───── EXERCISE INPUT

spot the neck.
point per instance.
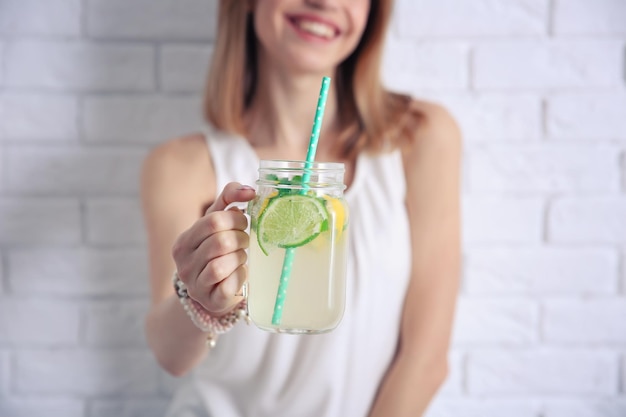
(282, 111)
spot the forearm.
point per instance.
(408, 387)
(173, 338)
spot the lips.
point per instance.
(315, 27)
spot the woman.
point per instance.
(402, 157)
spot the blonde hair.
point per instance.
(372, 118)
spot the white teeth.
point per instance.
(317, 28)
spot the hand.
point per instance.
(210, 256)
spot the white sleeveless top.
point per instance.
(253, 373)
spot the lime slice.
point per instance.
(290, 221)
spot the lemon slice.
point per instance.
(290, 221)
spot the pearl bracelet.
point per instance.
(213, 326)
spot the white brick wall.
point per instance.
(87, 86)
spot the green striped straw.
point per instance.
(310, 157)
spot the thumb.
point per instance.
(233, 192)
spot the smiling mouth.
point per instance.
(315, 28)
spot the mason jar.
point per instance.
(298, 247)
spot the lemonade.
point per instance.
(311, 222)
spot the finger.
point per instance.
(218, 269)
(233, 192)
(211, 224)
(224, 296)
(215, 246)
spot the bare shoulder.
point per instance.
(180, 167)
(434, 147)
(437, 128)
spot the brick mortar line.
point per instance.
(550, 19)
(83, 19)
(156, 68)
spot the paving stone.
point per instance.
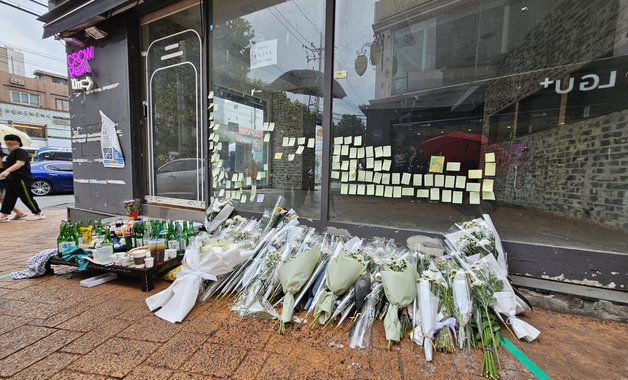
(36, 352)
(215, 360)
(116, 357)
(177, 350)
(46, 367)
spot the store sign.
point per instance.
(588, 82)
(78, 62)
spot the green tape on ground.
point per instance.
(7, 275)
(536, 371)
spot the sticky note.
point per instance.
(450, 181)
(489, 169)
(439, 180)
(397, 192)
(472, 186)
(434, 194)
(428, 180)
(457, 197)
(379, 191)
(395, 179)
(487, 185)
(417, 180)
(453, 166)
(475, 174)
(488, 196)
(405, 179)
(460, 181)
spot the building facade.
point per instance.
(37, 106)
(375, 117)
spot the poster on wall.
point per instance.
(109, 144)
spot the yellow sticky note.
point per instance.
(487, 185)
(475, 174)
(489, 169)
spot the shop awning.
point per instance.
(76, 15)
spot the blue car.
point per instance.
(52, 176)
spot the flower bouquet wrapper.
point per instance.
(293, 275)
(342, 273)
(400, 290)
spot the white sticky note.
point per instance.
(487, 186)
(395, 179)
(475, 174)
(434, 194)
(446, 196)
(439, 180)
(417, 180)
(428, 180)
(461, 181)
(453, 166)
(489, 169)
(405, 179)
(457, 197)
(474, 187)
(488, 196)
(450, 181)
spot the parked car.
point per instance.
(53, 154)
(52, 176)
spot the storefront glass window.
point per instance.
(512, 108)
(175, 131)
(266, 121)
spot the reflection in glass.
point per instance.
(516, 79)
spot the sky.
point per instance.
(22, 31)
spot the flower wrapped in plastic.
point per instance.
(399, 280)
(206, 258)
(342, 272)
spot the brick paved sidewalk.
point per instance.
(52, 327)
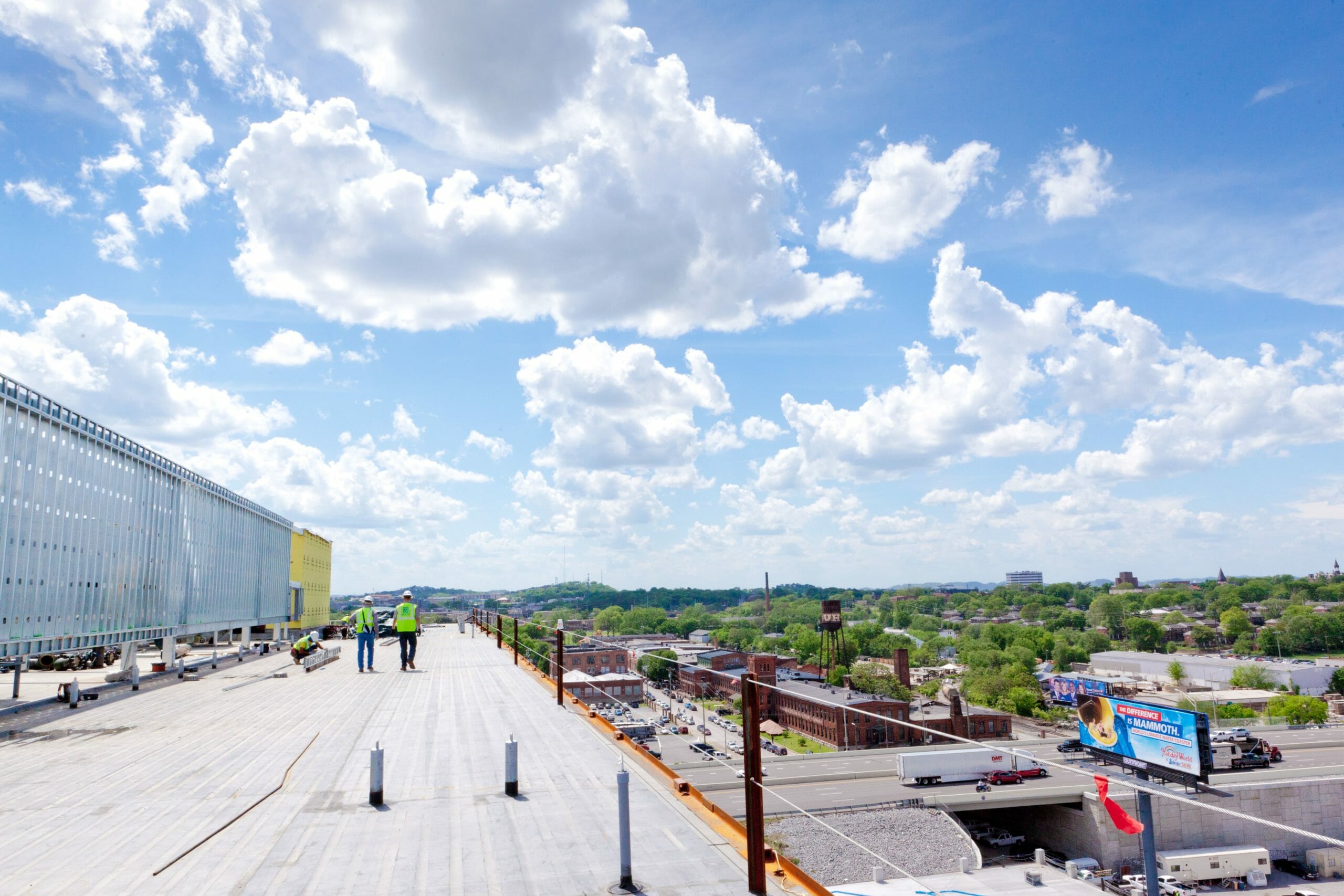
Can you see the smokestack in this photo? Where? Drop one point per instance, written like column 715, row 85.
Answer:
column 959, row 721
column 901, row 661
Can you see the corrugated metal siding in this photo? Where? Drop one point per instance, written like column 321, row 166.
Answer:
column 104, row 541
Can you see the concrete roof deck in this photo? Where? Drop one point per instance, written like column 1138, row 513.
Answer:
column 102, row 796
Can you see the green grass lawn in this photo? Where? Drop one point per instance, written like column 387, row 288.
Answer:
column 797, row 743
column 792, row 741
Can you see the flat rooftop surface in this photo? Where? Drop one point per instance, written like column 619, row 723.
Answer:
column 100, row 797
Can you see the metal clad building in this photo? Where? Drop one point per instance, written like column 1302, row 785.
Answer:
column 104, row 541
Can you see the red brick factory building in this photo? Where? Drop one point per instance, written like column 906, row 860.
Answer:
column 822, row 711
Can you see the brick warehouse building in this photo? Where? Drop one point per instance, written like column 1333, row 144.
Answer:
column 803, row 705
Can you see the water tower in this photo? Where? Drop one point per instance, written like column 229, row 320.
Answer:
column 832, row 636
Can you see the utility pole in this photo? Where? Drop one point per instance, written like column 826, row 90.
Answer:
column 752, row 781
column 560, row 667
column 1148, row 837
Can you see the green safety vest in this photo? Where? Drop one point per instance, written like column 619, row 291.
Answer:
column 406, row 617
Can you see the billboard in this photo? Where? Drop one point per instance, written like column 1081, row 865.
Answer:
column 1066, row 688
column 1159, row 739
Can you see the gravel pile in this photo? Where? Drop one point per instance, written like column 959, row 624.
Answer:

──────────

--- PROBLEM DETAILS ---
All of the records need to be restated word for word, but not the pictures.

--- FINISHED EXERCISE ---
spot the neck.
point per instance.
(282, 111)
spot the forearm.
point per instance.
(408, 387)
(173, 338)
spot the lips.
point per instance.
(315, 27)
spot the woman.
point per instance.
(402, 157)
spot the blonde hair.
point per instance.
(372, 118)
spot the white teeth.
point per instance.
(317, 28)
spot the hand.
point per instance.
(210, 256)
spot the white sleeveless top.
point per instance.
(253, 373)
spot the lime slice.
point per instance.
(290, 221)
spot the lemon slice.
point per instance.
(290, 221)
spot the pearl bracelet.
point per instance.
(213, 326)
spot the white brick wall.
point per instance.
(87, 86)
spot the green striped straw.
point per instance.
(310, 157)
spot the thumb.
point per instance.
(233, 192)
spot the smiling mouth.
point per instance.
(315, 28)
spot the mason jar.
point per instance.
(298, 247)
spot the lemonade.
point per instance.
(311, 222)
spot the finger.
point per instance.
(218, 269)
(233, 192)
(211, 224)
(224, 296)
(215, 246)
spot the bare shoulder.
point per instance.
(180, 167)
(434, 147)
(437, 128)
spot the brick mortar line.
point per instance.
(550, 19)
(83, 19)
(156, 68)
spot the paving stone.
point per instance.
(36, 352)
(215, 360)
(116, 357)
(177, 350)
(46, 367)
spot the store sign.
point per instance.
(588, 82)
(78, 62)
spot the green tape on ground.
point per instance.
(7, 275)
(536, 371)
spot the sticky note.
point per instance.
(450, 181)
(489, 169)
(439, 180)
(397, 192)
(472, 186)
(434, 194)
(428, 180)
(457, 197)
(379, 191)
(395, 179)
(487, 185)
(417, 180)
(453, 166)
(475, 174)
(488, 196)
(405, 179)
(460, 181)
spot the building facade.
point per instance.
(37, 106)
(375, 117)
spot the poster on wall.
point per instance.
(109, 144)
spot the yellow sticky note.
point per instance.
(487, 185)
(475, 174)
(489, 169)
spot the shop awning.
point per instance.
(76, 15)
spot the blue car.
point per instance.
(52, 176)
spot the flower bouquet wrapper.
point per instance.
(293, 275)
(342, 273)
(400, 290)
spot the white sticky note.
point per instance.
(487, 186)
(395, 179)
(475, 174)
(434, 194)
(446, 196)
(439, 180)
(417, 180)
(428, 180)
(461, 181)
(453, 166)
(489, 169)
(405, 179)
(457, 197)
(474, 187)
(488, 196)
(450, 181)
spot the parked car.
point per instance.
(53, 154)
(52, 176)
spot the storefront glass window.
point per instance.
(512, 108)
(175, 131)
(266, 121)
spot the reflection in glass.
point per instance.
(516, 79)
spot the sky.
point per instance.
(22, 31)
spot the flower wrapped in plastic.
point per instance.
(399, 280)
(206, 258)
(342, 272)
spot the brick paved sidewalk.
point per instance.
(52, 327)
Can you see the smokestack in this photo? Where? Drop one point per instance, written like column 715, row 85.
Answer:
column 959, row 721
column 901, row 661
Can you see the corrugated metal siding in this photo? Where? Drop one point per instance, written like column 321, row 166.
Answer:
column 104, row 541
Can you see the concrete roof deck in this photo? Where? Drop one point per instance, written like column 1138, row 513.
Answer:
column 102, row 796
Can you see the green grass lawn in this photo? Where? Drop one point per instance, written like column 387, row 288.
Answer:
column 797, row 743
column 792, row 741
Can you see the flat rooftop surface in this photo? Where? Drop one point per instance, written like column 619, row 723.
Answer:
column 100, row 797
Can you see the metal clad building in this photo? Where? Drop one point per instance, written like column 1302, row 785.
Answer:
column 104, row 541
Can you see the red brick factory building in this photo? Where? Drop one point per instance, written like column 906, row 860.
Answer:
column 822, row 711
Can you see the brick warehouse building in this photo? Where? Drop one point per instance, written like column 1333, row 144.
Answer:
column 803, row 705
Can you see the water tower in this photo? Where? Drop one point per instance, written like column 229, row 320.
Answer:
column 832, row 636
Can you see the utility pole in this photo? Where? Drop one point per instance, written like column 826, row 90.
Answer:
column 752, row 781
column 560, row 667
column 1148, row 837
Can you see the green safety vest in this photo? Where? Drop one point per instance, written like column 619, row 291.
Answer:
column 406, row 617
Can you see the billboard in this photo? Where? Drop one point per instance, written like column 1081, row 865.
Answer:
column 1066, row 688
column 1159, row 739
Can you see the gravel pile in this photo? Where? Drop one point per instance, written like column 959, row 624.
Answer:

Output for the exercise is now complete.